CUPLIKAN SUMBER ->
Menuju konten utama

Rugikan Petani, Pemerintah Didesak Cabut Larangan Ekspor CPO

Larangan kebijakan ekspor CPO dan turunannya menimbulkan dampak merugikan, salah satunya bagi petani sawit.

Rugikan Petani, Pemerintah Didesak Cabut Larangan Ekspor CPO
Sejumlah truk pengangkut Tanda Buah Segar (TBS) kelapa sawit mengantre untuk pembongkaran di salah satu pabrik minyak kelapa sawit milik PT.Karya Tanah Subur (KTS) Desa Padang Sikabu, Kaway XVI, Aceh Barat, Aceh, Selasa (17/5/2022). ANTARA FOTO/Syifa Yulinnas/rwa.

tirto.id - Anggota Komisi VI DPR RI, Rudi Hartono Bangun mendesak pemerintah untuk segera membuka kembali ekspor Crude Palm Oil (CPO) dan produk turunannya. Sebab, larangan kebijakan tersebut menimbulkan dampak merugikan, salah satunya bagi petani sawit.

“Jadi petani yang sekarang hasil sawitnya tidak laku, tidak diterima pabrik, busuk di pohon, busuk di mobil, itu sudah merugi beberapa bulan ini. Jadi pemerintah harus melihat itu, ini dampak kebijakannya begini, harus ada kajian kan enggak bisa sesuka-suka. Jangan petani yang jadi korban,” tegas Rudi di Jakarta, Kamis (19/5/2022).

DAFTAR TUGAS ->
- A) Jawablah pertanyaan berikut berdasarkan artikel tentang larangan ekspor CPO:
(i) Rudi Hartono Bangun adalah anggota komisi DPR RI yang mana?
(ii) Pabrik minyak kelapa sawit dalam keterangan foto milik perusahaan apa?
(iii) Di kota mana Rudi menyampaikan pernyataannya?
- B) Pilih setiap baris catatan yang memuat kata "hood", dengan memperhatikan perbedaan huruf besar dan kecil.
Artikel di atas sama sekali tidak berkaitan dengan catatan.

BARIS CATATAN ->
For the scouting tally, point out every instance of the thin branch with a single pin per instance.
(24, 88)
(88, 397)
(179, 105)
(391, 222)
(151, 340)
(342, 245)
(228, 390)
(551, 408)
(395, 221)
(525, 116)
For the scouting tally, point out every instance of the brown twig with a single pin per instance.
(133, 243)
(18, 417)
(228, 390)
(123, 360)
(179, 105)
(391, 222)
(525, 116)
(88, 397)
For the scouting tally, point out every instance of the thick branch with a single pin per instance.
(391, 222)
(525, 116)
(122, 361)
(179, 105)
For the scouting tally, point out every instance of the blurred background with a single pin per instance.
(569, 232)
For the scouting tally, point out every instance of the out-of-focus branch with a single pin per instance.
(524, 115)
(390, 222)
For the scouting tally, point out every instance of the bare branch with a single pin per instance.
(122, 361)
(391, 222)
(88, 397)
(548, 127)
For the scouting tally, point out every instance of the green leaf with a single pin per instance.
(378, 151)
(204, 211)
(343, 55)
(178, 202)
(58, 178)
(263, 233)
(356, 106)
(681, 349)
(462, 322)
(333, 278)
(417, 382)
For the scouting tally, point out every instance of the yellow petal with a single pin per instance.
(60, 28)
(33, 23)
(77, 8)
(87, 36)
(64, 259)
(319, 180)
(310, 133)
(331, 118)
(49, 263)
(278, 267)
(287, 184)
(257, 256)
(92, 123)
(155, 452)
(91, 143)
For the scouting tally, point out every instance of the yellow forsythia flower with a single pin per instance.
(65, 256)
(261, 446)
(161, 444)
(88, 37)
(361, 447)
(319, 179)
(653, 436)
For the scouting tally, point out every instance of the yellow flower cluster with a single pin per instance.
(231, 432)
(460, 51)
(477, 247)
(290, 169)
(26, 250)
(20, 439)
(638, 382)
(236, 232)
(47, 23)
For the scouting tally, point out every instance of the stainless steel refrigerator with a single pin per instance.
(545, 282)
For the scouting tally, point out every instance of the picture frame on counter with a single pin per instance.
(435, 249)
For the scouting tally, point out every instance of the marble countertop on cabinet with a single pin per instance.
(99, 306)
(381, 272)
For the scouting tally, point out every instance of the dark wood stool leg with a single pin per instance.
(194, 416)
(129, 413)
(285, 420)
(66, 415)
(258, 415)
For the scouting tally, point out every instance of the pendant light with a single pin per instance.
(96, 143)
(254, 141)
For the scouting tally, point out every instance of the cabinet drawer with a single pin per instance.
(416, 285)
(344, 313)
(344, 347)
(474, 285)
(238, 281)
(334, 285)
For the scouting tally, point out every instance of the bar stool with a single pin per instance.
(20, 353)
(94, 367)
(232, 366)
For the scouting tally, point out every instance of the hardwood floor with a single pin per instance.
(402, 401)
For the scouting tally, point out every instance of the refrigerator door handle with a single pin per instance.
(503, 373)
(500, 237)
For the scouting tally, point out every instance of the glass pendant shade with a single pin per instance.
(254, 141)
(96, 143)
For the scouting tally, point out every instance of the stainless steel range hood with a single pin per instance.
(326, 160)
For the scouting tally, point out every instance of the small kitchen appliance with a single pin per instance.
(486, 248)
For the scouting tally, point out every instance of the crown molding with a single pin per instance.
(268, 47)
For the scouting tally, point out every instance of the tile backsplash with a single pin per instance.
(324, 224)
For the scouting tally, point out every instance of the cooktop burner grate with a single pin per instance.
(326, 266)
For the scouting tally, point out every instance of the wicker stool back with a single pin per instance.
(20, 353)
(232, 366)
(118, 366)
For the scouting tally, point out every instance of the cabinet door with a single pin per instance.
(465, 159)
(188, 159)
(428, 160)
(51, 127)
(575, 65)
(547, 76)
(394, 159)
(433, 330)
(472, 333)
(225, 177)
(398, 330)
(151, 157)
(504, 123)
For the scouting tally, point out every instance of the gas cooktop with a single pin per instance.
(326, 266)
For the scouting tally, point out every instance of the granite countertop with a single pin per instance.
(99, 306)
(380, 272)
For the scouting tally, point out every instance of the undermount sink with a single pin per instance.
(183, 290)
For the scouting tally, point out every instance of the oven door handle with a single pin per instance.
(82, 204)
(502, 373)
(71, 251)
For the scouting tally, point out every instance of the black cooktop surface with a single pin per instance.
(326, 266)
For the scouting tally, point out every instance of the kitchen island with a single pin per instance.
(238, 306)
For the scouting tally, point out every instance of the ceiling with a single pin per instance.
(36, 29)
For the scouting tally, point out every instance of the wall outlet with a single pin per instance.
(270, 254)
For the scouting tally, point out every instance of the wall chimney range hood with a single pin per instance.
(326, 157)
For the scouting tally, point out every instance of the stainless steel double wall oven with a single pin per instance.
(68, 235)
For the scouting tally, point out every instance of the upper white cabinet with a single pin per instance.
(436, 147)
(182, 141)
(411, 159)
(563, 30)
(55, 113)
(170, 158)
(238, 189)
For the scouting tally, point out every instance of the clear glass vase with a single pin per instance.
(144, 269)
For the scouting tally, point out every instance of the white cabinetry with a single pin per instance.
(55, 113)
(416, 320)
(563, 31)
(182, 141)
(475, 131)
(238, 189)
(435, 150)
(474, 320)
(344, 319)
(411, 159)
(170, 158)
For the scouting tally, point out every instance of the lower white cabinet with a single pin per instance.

DAFTAR JAWABAN ->
- A)
(i) Komisi VI DPR RI.
(ii) PT Karya Tanah Subur (KTS).
(iii) Jakarta.

- B)
For the scouting tally, point out every instance of the stainless steel range hood with a single pin per instance.
For the scouting tally, point out every instance of the wall chimney range hood with a single pin per instance.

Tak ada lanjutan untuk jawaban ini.